* **What you have to do**: Output all of the records word for word and drop the images.

[Saved entries]
>>>>>
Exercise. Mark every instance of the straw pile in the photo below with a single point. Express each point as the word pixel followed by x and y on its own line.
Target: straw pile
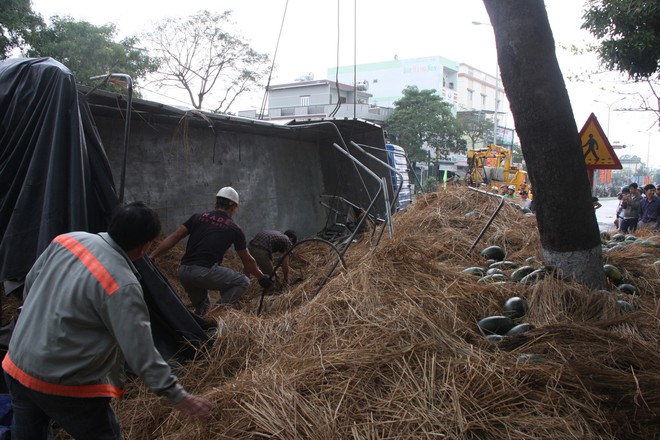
pixel 389 348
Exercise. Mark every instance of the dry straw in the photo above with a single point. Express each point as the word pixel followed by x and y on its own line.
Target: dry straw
pixel 389 348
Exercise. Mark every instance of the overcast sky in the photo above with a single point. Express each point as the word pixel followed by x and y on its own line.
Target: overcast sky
pixel 408 29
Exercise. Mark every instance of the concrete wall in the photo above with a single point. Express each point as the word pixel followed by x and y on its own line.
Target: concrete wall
pixel 177 165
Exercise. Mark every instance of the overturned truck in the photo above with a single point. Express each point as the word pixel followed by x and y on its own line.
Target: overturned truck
pixel 63 147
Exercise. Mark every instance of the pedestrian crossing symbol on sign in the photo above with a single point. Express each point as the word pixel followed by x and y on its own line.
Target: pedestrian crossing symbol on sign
pixel 598 153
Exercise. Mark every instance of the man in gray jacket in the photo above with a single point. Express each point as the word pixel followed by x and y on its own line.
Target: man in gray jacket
pixel 630 209
pixel 83 316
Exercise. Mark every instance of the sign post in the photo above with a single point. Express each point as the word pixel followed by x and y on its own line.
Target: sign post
pixel 597 150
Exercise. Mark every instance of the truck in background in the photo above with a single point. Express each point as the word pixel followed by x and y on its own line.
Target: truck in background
pixel 396 157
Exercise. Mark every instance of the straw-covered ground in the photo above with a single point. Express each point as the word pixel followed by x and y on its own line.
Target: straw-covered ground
pixel 389 348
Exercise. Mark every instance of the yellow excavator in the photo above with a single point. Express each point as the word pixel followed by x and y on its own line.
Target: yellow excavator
pixel 492 166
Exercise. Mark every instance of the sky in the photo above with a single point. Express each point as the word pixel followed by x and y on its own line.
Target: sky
pixel 312 41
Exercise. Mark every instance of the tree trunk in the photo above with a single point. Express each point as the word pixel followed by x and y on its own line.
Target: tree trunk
pixel 549 138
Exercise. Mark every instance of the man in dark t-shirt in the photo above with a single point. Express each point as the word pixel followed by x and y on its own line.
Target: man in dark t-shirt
pixel 211 234
pixel 266 243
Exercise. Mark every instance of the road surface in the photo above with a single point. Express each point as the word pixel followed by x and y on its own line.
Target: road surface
pixel 606 213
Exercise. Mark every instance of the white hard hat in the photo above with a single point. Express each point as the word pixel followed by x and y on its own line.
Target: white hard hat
pixel 228 193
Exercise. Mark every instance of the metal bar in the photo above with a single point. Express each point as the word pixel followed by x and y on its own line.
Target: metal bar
pixel 127 125
pixel 387 165
pixel 492 217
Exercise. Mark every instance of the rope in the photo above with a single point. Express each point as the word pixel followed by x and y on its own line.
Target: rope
pixel 272 66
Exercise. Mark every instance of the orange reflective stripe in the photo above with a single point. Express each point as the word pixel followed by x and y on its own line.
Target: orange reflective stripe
pixel 100 390
pixel 90 261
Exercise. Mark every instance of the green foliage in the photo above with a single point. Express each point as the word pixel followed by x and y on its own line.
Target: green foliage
pixel 421 118
pixel 629 34
pixel 17 23
pixel 89 50
pixel 476 127
pixel 199 55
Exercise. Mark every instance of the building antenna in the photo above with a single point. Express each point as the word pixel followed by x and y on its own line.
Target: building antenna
pixel 272 66
pixel 355 59
pixel 336 109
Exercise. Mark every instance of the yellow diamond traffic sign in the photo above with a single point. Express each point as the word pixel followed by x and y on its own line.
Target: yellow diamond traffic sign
pixel 598 153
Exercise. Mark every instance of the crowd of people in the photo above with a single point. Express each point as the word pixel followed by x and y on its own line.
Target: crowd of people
pixel 638 209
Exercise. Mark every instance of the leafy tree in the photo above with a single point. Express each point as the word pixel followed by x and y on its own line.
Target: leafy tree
pixel 475 126
pixel 549 138
pixel 90 50
pixel 17 23
pixel 628 34
pixel 629 42
pixel 200 56
pixel 421 118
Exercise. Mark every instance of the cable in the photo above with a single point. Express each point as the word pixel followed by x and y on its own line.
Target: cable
pixel 355 59
pixel 272 66
pixel 336 109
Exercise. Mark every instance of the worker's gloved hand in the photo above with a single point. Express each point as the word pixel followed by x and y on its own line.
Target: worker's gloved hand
pixel 265 282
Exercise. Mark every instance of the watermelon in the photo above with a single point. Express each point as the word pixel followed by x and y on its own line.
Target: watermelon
pixel 627 288
pixel 521 272
pixel 520 328
pixel 515 307
pixel 613 273
pixel 493 253
pixel 625 306
pixel 476 271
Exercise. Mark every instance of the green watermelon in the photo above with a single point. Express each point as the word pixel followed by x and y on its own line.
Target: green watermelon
pixel 493 253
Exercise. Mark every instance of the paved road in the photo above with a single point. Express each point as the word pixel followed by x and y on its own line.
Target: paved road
pixel 605 214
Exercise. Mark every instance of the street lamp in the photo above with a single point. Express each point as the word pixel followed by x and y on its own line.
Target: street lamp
pixel 497 86
pixel 609 111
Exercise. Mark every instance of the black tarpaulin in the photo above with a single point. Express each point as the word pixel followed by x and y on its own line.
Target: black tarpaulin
pixel 55 178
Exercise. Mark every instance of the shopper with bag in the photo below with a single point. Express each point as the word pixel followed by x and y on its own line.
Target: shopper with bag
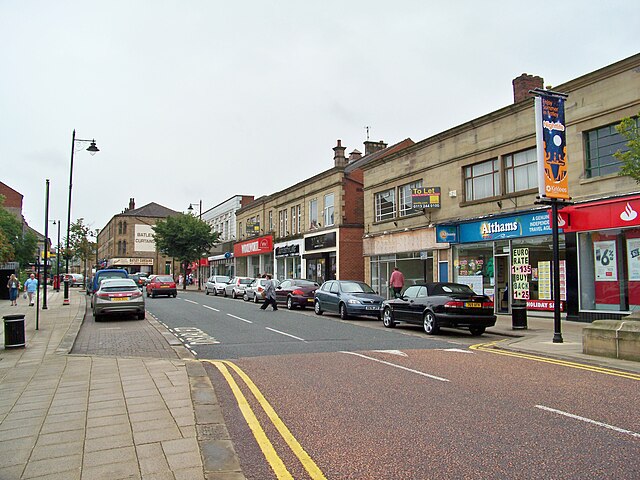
pixel 31 286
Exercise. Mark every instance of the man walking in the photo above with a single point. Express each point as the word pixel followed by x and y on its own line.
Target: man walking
pixel 396 282
pixel 31 286
pixel 269 295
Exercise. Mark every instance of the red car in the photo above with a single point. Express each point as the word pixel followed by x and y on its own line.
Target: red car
pixel 162 285
pixel 296 292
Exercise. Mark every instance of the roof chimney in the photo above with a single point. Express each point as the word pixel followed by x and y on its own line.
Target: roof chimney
pixel 338 156
pixel 522 85
pixel 370 147
pixel 355 155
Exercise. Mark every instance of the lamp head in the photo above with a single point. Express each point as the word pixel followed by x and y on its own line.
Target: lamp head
pixel 92 149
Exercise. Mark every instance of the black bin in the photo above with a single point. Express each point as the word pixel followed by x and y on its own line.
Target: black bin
pixel 14 331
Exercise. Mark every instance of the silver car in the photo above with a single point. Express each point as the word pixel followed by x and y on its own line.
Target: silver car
pixel 237 286
pixel 118 296
pixel 216 284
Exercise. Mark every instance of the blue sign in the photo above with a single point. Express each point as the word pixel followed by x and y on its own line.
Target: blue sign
pixel 525 225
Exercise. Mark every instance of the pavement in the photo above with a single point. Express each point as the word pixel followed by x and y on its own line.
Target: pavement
pixel 104 415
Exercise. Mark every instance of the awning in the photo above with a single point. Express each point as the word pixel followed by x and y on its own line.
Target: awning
pixel 620 212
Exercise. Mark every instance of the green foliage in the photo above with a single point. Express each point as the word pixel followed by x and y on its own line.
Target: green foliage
pixel 184 237
pixel 630 159
pixel 15 244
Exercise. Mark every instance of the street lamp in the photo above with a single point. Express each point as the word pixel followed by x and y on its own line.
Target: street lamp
pixel 92 149
pixel 190 209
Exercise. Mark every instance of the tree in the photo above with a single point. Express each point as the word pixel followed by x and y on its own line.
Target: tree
pixel 630 159
pixel 16 243
pixel 184 237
<<<<<
* **Result of this task**:
Exercise. Mark every instance of the straw pile in the photo below with a single point. Express each point as the word pixel followed by x and y on its own line.
Target: straw pile
pixel 389 348
Exercise. Mark every instance of the dry straw in the photo above with a single point. Express each point as the word pixel followed by x and y on its own line.
Target: dry straw
pixel 389 348
Exercise. Mark every instance of the overcast sky in the photo above with a single point. Express each point as the word pixel followed by x and y on its own line.
Target: overcast sky
pixel 408 29
Exercise. Mark every instance of the concrete wall in the photo above with a single point. Express each point as the word pixel followed by x and y on its own line.
Target: concrete wall
pixel 177 165
Exercise. Mark every instance of the overturned truck in the photo above with a single point. Express each point as the word pixel followed by x and y on its own line.
Target: overturned truck
pixel 63 147
Exercise. Mark every instance of the pedestrian crossing symbol on sign in the photo above with a single point. Express each point as the word pixel followed by x and y on its own line.
Target: pedestrian crossing symbol on sign
pixel 598 153
Exercise. Mark every instance of the man in gray jacket in the photo above with a single point. Express each point as the word pixel followed by x and y on its own line.
Target: man in gray jacket
pixel 630 209
pixel 83 316
Exercise. Mark every instance of the sign post in the photo above with a single point. Express each point as the word pixel followed by x and y on its own line.
Target: sign post
pixel 597 150
Exercise. Mark every instance of the truck in background in the photo above with a single point. Express each point as the word pixel followed by x and y on its own line.
Target: truck in background
pixel 396 157
Exercise. Mark every instance of the straw-covered ground in the photo above with a single point. Express each point as the word pixel followed by x and y on its own line.
Target: straw-covered ground
pixel 389 348
Exercise. Mark every instance of the yellow excavator in the photo above with a single point. Express each point as the word pixel followed by x and y on its own line.
Target: yellow excavator
pixel 492 166
Exercise. Mark every instance of the sky in the photo above with a single point. Express each point as the word pixel followed by x and y on its own line.
Target: sky
pixel 312 41
Exercise. Mark every instance of the tree trunk in the photo above with a single point. Express each point as the word pixel followed by x and y on its own line.
Target: tree trunk
pixel 549 138
Exercise. Mark every instance of the man in dark t-shirt in the photo above with a single point. Express each point as the word pixel followed by x and y on its own line.
Target: man in dark t-shirt
pixel 211 234
pixel 266 243
Exercise. Mark every instance of the road surface in the photo above with a single point. Express each point as the word pixel followed by x and y on its own line.
Target: road surface
pixel 606 213
Exercise. Mark every instance of the white hard hat in the photo above with a single point. Express each point as the word pixel followed by x and y on its own line.
Target: white hard hat
pixel 228 193
Exercise. Mark every instance of the metal bar in the photo above with a single point. Express each point as the word pixel followed by x and y on its own line.
Target: metal bar
pixel 127 125
pixel 387 165
pixel 492 217
Exercise. Mark every instance of the rope in the photo above with a single point. Express each point as the word pixel followed by x and y on its own line.
Target: rope
pixel 272 66
Exercise. Mark every instance of the orange reflective stripe in the photo above with a single point. Express each point as the word pixel followed by x and y on its own line.
Target: orange reflective stripe
pixel 100 390
pixel 90 261
Exercise. Mark every instance of the green foliage in the photo above with a single point. Express each point as the word pixel followed by x and y on its own line.
Target: green foliage
pixel 421 118
pixel 629 34
pixel 17 23
pixel 89 50
pixel 476 127
pixel 199 55
Exercise. Mark every instance of the building antenna in the photo above with a single point. Express each point as the word pixel followed by x and y on its own line.
Target: building antenna
pixel 272 66
pixel 355 59
pixel 336 109
Exercise. Mark every instance of the yellow diamond traffic sign in the photo above with a single point. Express each point as the word pixel followed by x and y on its own line.
Target: yellow diamond traffic sign
pixel 598 153
Exercise. Mark every instance of the crowd of people in the photo above with a single point. Express each point as the word pixel followed by x and y on its own line.
Target: crowd of people
pixel 638 209
Exercise. Mark every instance of the leafy tree in the photo above with a single point. Express each point as the word pixel followed by x and y on its own line.
Target: leafy tree
pixel 475 126
pixel 549 138
pixel 90 50
pixel 17 23
pixel 628 34
pixel 629 42
pixel 200 56
pixel 421 118
Exercise. Mark every instance of the cable in the photo above with a single point. Express each point as the word pixel followed by x and y on its own line.
Target: cable
pixel 355 59
pixel 272 66
pixel 336 109
Exercise. Mark every instance of the worker's gloved hand in the photo above with a single point. Express each point as the word pixel followed by x and y on its own line.
Target: worker's gloved hand
pixel 265 282
Exercise. Mark every instance of the watermelon in the photo above with a single point. Express each point as the word pixel followed by x and y on its own line.
Target: watermelon
pixel 627 288
pixel 521 272
pixel 520 328
pixel 515 307
pixel 613 273
pixel 493 253
pixel 625 306
pixel 476 271
Exercise. Mark every instance of the green watermelon in the photo above with a single point. Express each point as the word pixel followed by x and y on its own line.
Target: green watermelon
pixel 493 253
Exercise. Mark every instance of the paved road in the photo above with a single point. Express each point as the word pixel followed by x and y on its own line.
Target: paved road
pixel 605 214
Exercise. Mark every instance of the street lamp in the photo above with a single point. Express each point as the word pixel followed by x and y on its own line.
Target: street lamp
pixel 497 86
pixel 609 111
Exercise. Mark every instance of the black tarpaulin in the photo above with a single point. Express each point as the word pixel followed by x and y on its own line.
Target: black tarpaulin
pixel 55 178
Exercise. Mark every instance of the shopper with bag in the photo below with a single point. Express each point as the word pixel followed by x and y on its own line.
Target: shopper with bag
pixel 31 286
Exercise. Mark every instance of the man walking in the photo above with a single point. Express each point as the word pixel followed by x and y on its own line.
Target: man walking
pixel 396 282
pixel 31 286
pixel 269 295
Exercise. Mark every instance of the red car in the photo above with a single point. Express each point as the word pixel followed by x and y on its own line.
Target: red car
pixel 162 285
pixel 296 292
Exercise. Mark every instance of the roof chimney in the photo above with a single point. Express each point as the word pixel followed by x and y on its own line.
Target: roof chimney
pixel 338 156
pixel 522 85
pixel 370 147
pixel 355 155
Exercise. Mark every instance of the lamp head in the photo above with a single point. Express each point as the word pixel followed by x and y on its own line.
Target: lamp head
pixel 92 149
Exercise. Mark every instance of the black bin in the photo above with a single point. Express each point as the word pixel followed by x and y on its own line.
Target: black bin
pixel 14 331
Exercise. Mark every instance of the silver car in the photo above with a single point. Express each point as the word pixel followed by x and y on its own line.
Target: silver car
pixel 237 286
pixel 118 296
pixel 216 284
Exercise. Mark every instance of the blue sign in the photo above with a single point. Express each point as the word pixel followed by x and y on its own line.
Target: blue sign
pixel 525 225
Exercise. Mark every instance of the pavement in the photo above with a single point. Express each point as the word pixel followed by x and y on its own line.
Target: pavement
pixel 104 415
Exercise. Mark every instance of the awning in the photo above with a single point. Express each point as the word pixel followed by x and y on its own line.
Target: awning
pixel 620 212
Exercise. Mark every instance of the green foliage in the photo above with a single point. Express each point as the word pixel followed by x and y on its own line.
Target: green foliage
pixel 184 237
pixel 630 159
pixel 15 244
Exercise. Mark every instance of the street lamp in the photo above with a single point. Express each point as the word pixel followed by x and y on its own line.
Target: street lamp
pixel 92 149
pixel 190 209
Exercise. Mark every instance of the tree in the photo above with a single point. Express each point as the word pixel followed by x and y on its own line.
Target: tree
pixel 630 159
pixel 16 243
pixel 184 237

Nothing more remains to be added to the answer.